# giant king jumping



## bassn8ed (Sep 19, 2009)

I was at "a" pier this morning, catching a few spanish. This King came out of the water with mullet in front of him. This King was at least 3 foot long weighing maybe 20-30 lbs?

He jumped about 30 feet from the pier right in front of me. I had large elys in the water on 3 different poles. Man was I on stand by for the next hour, with no luck.

I have never seen something that cool right in front of me.

Is this common?


----------



## surfstryker (Sep 28, 2007)

That does sound cool. I havent seen that, but they might on the beach pier.


----------



## karma (Oct 26, 2007)

kings are commonly known for sky rocketing after their meals/baits


----------



## Redfish (Nov 9, 2007)

Yea we were Fishing Friday {CCC} Reed and His wife Jenn and One came out of the water He Had to have been 10 feet out of the water That was Cool to see!!!!


----------



## User6882 (Feb 4, 2009)

its always awsome to see a king sky on your bait


----------



## Dylan (Apr 15, 2008)

You should of grabbed one of those Spanish and whirled it back in the water..Prob wouldnt of lasted long


----------



## User6882 (Feb 4, 2009)

:withstupid


----------

Data rows
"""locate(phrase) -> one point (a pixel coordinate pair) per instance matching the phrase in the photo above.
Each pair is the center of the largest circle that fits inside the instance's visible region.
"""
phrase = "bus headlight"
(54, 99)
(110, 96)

Instructions
(a) List every distinct username that posts in the thread about the jumping king.
(b) Repeat everything in the thread about the jumping king from "## karma (Oct" down to "Cool to see!!!!".
The material has no connection to the thread about the jumping king.

Answers
(a) bassn8ed, surfstryker, karma, Redfish, User6882, Dylan

(b)
## karma (Oct 26, 2007)

kings are commonly known for sky rocketing after their meals/baits


----------



## Redfish (Nov 9, 2007)

Yea we were Fishing Friday {CCC} Reed and His wife Jenn and One came out of the water He Had to have been 10 feet out of the water That was Cool to see!!!!